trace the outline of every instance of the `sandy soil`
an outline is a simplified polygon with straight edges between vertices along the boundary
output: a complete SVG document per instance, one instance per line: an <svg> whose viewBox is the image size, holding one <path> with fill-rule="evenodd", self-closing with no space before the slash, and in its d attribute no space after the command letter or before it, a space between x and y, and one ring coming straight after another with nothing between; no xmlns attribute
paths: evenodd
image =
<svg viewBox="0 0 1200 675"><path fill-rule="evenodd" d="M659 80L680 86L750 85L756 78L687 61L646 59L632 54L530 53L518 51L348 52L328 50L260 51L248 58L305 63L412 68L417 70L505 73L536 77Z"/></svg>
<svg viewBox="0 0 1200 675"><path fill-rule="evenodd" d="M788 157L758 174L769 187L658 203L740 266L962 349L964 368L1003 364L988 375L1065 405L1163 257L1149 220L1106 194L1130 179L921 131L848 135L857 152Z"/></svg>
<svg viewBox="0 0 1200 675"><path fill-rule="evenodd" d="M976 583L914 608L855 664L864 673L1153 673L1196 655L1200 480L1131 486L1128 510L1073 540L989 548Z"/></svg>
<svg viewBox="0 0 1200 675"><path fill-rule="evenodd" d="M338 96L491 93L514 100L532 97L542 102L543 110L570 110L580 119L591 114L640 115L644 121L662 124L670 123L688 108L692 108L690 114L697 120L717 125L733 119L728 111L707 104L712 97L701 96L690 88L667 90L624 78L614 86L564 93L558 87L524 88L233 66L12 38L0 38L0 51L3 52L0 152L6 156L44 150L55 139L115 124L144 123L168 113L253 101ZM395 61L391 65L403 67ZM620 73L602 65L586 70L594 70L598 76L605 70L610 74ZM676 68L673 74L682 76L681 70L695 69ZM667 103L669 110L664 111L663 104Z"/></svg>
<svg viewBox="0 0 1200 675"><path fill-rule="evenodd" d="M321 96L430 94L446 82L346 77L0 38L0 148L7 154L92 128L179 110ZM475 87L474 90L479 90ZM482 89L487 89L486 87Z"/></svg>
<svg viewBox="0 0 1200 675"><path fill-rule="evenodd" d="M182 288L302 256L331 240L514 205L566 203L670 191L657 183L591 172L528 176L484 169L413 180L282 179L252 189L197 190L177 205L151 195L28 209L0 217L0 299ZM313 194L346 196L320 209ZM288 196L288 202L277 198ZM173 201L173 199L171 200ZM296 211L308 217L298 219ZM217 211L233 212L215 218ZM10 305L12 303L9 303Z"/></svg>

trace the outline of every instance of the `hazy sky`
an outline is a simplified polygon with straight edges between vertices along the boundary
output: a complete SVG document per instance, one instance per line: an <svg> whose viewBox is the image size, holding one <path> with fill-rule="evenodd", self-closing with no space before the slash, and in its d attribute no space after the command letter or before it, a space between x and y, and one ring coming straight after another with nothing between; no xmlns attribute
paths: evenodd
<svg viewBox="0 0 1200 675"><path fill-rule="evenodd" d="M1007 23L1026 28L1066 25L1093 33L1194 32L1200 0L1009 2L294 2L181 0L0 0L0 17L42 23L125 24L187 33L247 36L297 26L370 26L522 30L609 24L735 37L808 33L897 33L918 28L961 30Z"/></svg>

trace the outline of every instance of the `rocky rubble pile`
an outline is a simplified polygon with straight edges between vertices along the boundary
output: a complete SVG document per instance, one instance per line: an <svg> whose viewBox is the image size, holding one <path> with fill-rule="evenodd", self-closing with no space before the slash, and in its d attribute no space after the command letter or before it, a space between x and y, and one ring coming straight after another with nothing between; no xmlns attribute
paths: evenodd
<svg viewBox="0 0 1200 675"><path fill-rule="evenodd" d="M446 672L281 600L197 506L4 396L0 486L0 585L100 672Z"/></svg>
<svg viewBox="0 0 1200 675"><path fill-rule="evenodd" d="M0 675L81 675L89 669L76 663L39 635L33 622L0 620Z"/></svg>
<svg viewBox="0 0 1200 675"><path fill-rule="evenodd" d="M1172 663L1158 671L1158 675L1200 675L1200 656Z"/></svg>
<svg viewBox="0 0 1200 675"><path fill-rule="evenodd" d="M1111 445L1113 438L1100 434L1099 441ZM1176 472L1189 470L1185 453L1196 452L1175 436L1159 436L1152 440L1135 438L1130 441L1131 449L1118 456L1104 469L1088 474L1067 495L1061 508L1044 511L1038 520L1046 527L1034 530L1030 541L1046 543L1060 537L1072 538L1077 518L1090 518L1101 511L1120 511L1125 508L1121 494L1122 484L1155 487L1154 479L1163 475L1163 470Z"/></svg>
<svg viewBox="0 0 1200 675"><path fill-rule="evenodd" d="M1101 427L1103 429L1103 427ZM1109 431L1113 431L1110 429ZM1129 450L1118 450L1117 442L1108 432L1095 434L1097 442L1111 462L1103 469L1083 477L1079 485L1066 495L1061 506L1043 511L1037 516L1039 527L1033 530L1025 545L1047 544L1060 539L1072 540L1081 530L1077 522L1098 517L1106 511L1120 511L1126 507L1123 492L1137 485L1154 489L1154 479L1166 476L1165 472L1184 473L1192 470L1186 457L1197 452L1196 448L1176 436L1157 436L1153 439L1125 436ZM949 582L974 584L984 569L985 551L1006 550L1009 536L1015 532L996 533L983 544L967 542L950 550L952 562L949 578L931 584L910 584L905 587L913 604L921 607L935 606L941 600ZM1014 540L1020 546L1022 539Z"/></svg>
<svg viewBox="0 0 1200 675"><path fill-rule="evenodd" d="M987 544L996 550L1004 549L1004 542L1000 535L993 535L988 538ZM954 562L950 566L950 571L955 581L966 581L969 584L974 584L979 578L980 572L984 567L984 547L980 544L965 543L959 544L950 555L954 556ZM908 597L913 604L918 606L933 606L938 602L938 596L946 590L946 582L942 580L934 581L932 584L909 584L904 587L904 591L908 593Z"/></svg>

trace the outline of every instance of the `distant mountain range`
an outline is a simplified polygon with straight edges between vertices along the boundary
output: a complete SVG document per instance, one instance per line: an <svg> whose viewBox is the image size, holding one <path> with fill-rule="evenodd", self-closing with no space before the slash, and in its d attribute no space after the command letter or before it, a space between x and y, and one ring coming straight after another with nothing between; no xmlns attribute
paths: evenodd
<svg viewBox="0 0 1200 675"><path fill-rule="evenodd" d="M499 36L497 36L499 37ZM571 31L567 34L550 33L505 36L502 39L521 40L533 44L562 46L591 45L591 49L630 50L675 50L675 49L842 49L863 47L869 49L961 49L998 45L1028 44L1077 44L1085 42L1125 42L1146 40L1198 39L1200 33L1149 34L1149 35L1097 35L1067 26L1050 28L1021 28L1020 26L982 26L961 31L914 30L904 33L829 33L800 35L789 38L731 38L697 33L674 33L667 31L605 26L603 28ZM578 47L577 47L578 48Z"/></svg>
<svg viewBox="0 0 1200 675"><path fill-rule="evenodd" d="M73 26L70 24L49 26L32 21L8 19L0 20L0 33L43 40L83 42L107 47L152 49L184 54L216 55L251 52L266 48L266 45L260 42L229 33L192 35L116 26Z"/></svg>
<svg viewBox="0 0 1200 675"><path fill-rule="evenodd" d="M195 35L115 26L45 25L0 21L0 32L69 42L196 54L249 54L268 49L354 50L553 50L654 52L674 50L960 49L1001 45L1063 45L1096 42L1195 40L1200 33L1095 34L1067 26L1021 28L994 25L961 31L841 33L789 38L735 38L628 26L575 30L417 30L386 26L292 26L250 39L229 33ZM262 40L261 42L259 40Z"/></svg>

#####

▶ Work to be completed:
A word-for-word copy of the full listing is required.

▶ Exercise response:
trace the outline of every instance of the `sandy soil`
an outline is a simplified polygon with straight edges between vertices along the boundary
output: a complete SVG document per instance, one instance per line: an <svg> whose viewBox is the image size, holding one <path> with fill-rule="evenodd", self-closing with no space before the slash, and in its d attribute no space after the command letter or before it, a space between x and y, and one ring coming straight after another with nothing between; no xmlns attribute
paths: evenodd
image =
<svg viewBox="0 0 1200 675"><path fill-rule="evenodd" d="M659 80L680 86L750 85L756 78L687 61L646 59L632 54L530 53L518 51L348 52L328 50L260 51L248 58L305 63L412 68L417 70L505 73L536 77Z"/></svg>
<svg viewBox="0 0 1200 675"><path fill-rule="evenodd" d="M788 157L758 174L769 187L658 203L740 266L962 349L964 368L1003 364L988 375L1065 405L1163 257L1149 220L1106 194L1130 179L921 131L848 135L857 152Z"/></svg>
<svg viewBox="0 0 1200 675"><path fill-rule="evenodd" d="M976 583L914 608L855 664L864 673L1153 673L1196 655L1200 480L1131 486L1128 510L1073 540L989 548Z"/></svg>
<svg viewBox="0 0 1200 675"><path fill-rule="evenodd" d="M338 96L491 93L514 100L532 97L542 102L543 110L570 110L580 119L591 114L640 115L644 121L662 124L670 123L688 108L692 108L690 114L697 120L717 125L733 119L728 111L707 104L712 97L701 96L690 88L667 90L624 78L614 86L564 93L558 87L524 88L233 66L12 38L0 38L0 51L3 52L0 152L6 156L44 150L55 139L115 124L144 123L168 113L253 101ZM395 61L391 65L403 67ZM620 73L602 65L586 70L594 70L598 76L605 70L610 74ZM676 68L673 74L682 76L681 70L695 69ZM667 103L669 110L664 111L663 104Z"/></svg>
<svg viewBox="0 0 1200 675"><path fill-rule="evenodd" d="M321 96L430 94L446 82L346 77L0 38L0 148L7 154L92 128L179 110ZM475 87L474 90L479 90ZM482 89L487 89L486 87Z"/></svg>
<svg viewBox="0 0 1200 675"><path fill-rule="evenodd" d="M182 288L302 256L331 240L514 205L566 203L670 191L657 183L591 172L528 176L484 169L413 180L282 179L252 189L197 190L177 205L151 195L28 209L0 217L0 299ZM313 194L346 196L320 209ZM288 196L288 202L277 198ZM173 201L173 199L171 200ZM296 211L308 217L298 219ZM217 211L233 212L215 218ZM10 305L12 303L9 303Z"/></svg>

trace the outline of every instance of the `hazy sky`
an outline is a simplified polygon with straight edges between vertices along the boundary
output: a complete SVG document per instance, one instance per line: an <svg> whose viewBox is the image size, holding one <path> with fill-rule="evenodd", self-closing with no space before the slash, and in its d attribute no space after the command letter or before it, a space between x and y, and one ring coming straight after another with nothing between; no xmlns attribute
paths: evenodd
<svg viewBox="0 0 1200 675"><path fill-rule="evenodd" d="M1007 23L1026 28L1066 25L1093 33L1194 32L1200 0L1009 2L294 2L181 0L0 0L0 17L42 23L125 24L187 33L247 36L297 26L370 26L522 30L609 24L735 37L808 33L897 33L918 28L961 30Z"/></svg>

trace the outline of every instance of the `rocky rubble pile`
an outline is a simplified polygon with straight edges between vertices along the boundary
output: a complete SVG document per instance, one instance per line: an <svg> whose viewBox is the image size, holding one <path> with fill-rule="evenodd", self-closing with no space before the slash, and in its d attribute no space after the command letter or before it, a space between x and y, and one ring coming straight after another with nothing between; no xmlns attribute
paths: evenodd
<svg viewBox="0 0 1200 675"><path fill-rule="evenodd" d="M446 672L281 600L197 506L4 396L0 486L0 585L100 672Z"/></svg>
<svg viewBox="0 0 1200 675"><path fill-rule="evenodd" d="M0 675L81 675L89 669L76 663L39 635L33 622L0 620Z"/></svg>
<svg viewBox="0 0 1200 675"><path fill-rule="evenodd" d="M1172 663L1158 671L1158 675L1200 675L1200 656Z"/></svg>
<svg viewBox="0 0 1200 675"><path fill-rule="evenodd" d="M1111 445L1113 438L1100 434L1099 441ZM1176 472L1189 470L1185 453L1196 452L1175 436L1159 436L1152 440L1135 438L1130 441L1131 449L1118 456L1104 469L1088 474L1067 495L1061 508L1044 511L1038 520L1046 527L1034 530L1030 541L1046 543L1060 537L1072 538L1077 518L1090 518L1101 511L1120 511L1125 508L1121 494L1122 484L1155 487L1154 479L1163 475L1163 470Z"/></svg>
<svg viewBox="0 0 1200 675"><path fill-rule="evenodd" d="M1101 427L1103 429L1103 427ZM1109 431L1113 431L1110 429ZM1129 450L1118 450L1117 442L1108 432L1095 434L1097 442L1111 462L1103 469L1083 477L1079 485L1066 495L1061 506L1043 511L1037 516L1039 527L1033 530L1025 545L1047 544L1060 539L1072 540L1081 530L1077 522L1098 517L1106 511L1120 511L1126 507L1123 492L1137 485L1154 489L1154 479L1166 476L1165 472L1184 473L1192 470L1186 457L1197 452L1196 448L1176 436L1157 436L1153 439L1125 436ZM949 582L974 584L984 569L985 551L1006 550L1009 536L1015 532L996 533L983 544L967 542L950 550L952 562L949 578L931 584L910 584L905 587L913 604L921 607L935 606L941 600ZM1014 540L1020 546L1022 539Z"/></svg>
<svg viewBox="0 0 1200 675"><path fill-rule="evenodd" d="M987 544L996 550L1004 549L1004 542L1000 535L993 535L988 538ZM954 562L950 566L950 571L955 581L966 581L969 584L974 584L979 578L980 572L984 567L984 547L980 544L965 543L959 544L950 555L954 556ZM908 597L913 604L918 606L933 606L938 602L938 596L946 590L946 582L942 580L934 581L932 584L909 584L904 587L904 591L908 593Z"/></svg>

trace the outline of every instance of the `distant mountain range`
an outline is a simplified polygon with straight edges between vertices along the boundary
output: a complete SVG document per instance, one instance per line: an <svg> whose viewBox is the image size, holding one <path> with fill-rule="evenodd", self-closing with no space before the slash, and in its d attribute no space after the command letter or before it, a space between x and y, and one ring coming straight after another with nothing between; no xmlns attribute
paths: evenodd
<svg viewBox="0 0 1200 675"><path fill-rule="evenodd" d="M499 36L497 36L499 37ZM571 31L567 34L550 33L505 36L502 39L521 40L533 44L562 46L591 45L591 49L630 50L675 50L675 49L842 49L863 47L869 49L961 49L998 45L1028 44L1077 44L1085 42L1125 42L1146 40L1198 39L1200 33L1149 34L1149 35L1097 35L1067 26L1050 28L1021 28L1020 26L982 26L961 31L914 30L904 33L829 33L800 35L789 38L731 38L697 33L674 33L667 31L605 26L603 28ZM578 47L577 47L578 48Z"/></svg>
<svg viewBox="0 0 1200 675"><path fill-rule="evenodd" d="M73 26L70 24L49 26L32 21L8 19L0 20L0 33L43 40L83 42L107 47L152 49L184 54L216 55L251 52L266 48L266 45L260 42L229 33L192 35L116 26Z"/></svg>
<svg viewBox="0 0 1200 675"><path fill-rule="evenodd" d="M195 35L115 26L45 25L0 21L0 32L69 42L196 54L249 54L268 49L354 50L553 50L654 52L674 50L960 49L1001 45L1063 45L1096 42L1195 40L1200 33L1095 34L1067 26L1021 28L994 25L961 31L841 33L789 38L735 38L628 26L575 30L417 30L386 26L292 26L250 39L229 33ZM262 40L261 42L259 40Z"/></svg>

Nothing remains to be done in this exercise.